### THE REQUEST
Translate this sentence from the diary post into Spanish: "This is not the first break-up I've been through and certainly not the worst."

### EXCERPT TO READ

12-31-2013, 07:23 AM
Day 19
Preparations for New Year's Eve are ongoing as we speak. However, I'm determined to go with the sub and the Man Transformation program nevertheless.
Today marks the day that I've invited my ex for a cup of coffee. We'll see how this goes. I admit, I was terrified of writing her. I couldn't call because I was so scared of hearing her voice, I thought my voice would tremble and make a fool of myself. So I asked her on Facebook.
I cleared all of my negativity out last night. I had some anger left inside that I suppressed, but I cleared it out in writing. I wrote everything I felt she had to hear and I had to say. At first I was pissed off, but as I slowly progressed through all the details that I haven't said to her, I felt more at ease and relaxed. Then did some FasterEFT. All the interactions in my head with her are now positive.
I don't know why I felt scared. It's not like I haven't talked to her before. In retrospect, I think I should've faced my fear and called her anyway, but the fear was almost crippling. OK, now I'm exaggerating, but I never felt like this in front of a girl. I did call most of my ex's, but this is the first time I texted one on Facebook. Maybe it's because of a fear of rejection. Yeah, that's it.
The thing is that I never put her on a pedestal. Most of the time I did it my way in the relationship. Maybe it's normal to feel like this?
Anyway, I feel much better now that I've send her the invitation. I want to have the "whether she accepts it or not, I'll be just fine", but the truth is that if she accepts, I'll be super happy, no doubt. I don't know how I'd react if she refuses. I think I'd probably be sad for a day or two, but I'll recover easily, since running this sub made me forget about her almost completely...at the very least, I have been able to think just a few times a day about this without any emotion attached to her/the situation.
I did asked her once before Christmas ( two weeks ago, or something like that ), but she said that she couldn't give me an answer now and that we'll talk about it after Christmas. Again I say this, I was glad and happy it wasn't a flat-out "no".
Maybe I'm in my head a lot now, but I'm starting to bring myself up, maintain my poise and just go with it. I am able to be in the now.
The thing is, at a conscious level, if she doesn't want to see me, I know that I'll be happy with another girl, the girl of my dreams. This is not the first break-up I've been through and certainly not the worst. I visualized and dreamed about a blonde, hot and nerdy girl basically every night since I've used this sub...well almost every night, other nights I dreamed about brunettes with short hair. I don't know why, brunettes were never my thing, especially short-haired ones. But I like the idea of it, quite a lot actually. It sends a tingle in my stomach that I enjoy a lot.

### LISTED ENTRIES
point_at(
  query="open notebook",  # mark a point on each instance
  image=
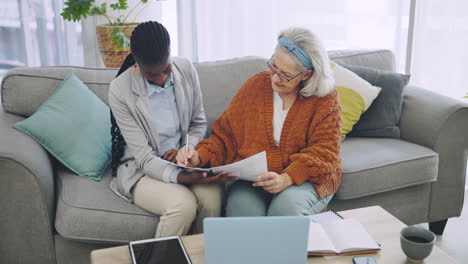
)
(340, 237)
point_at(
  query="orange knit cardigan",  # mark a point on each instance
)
(310, 139)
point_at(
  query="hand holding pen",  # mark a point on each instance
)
(187, 157)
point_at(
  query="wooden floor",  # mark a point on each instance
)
(454, 241)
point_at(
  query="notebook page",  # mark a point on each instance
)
(349, 235)
(318, 240)
(324, 217)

### EXERCISE ANSWER
Esta no es la primera ruptura por la que he pasado y, desde luego, no la peor.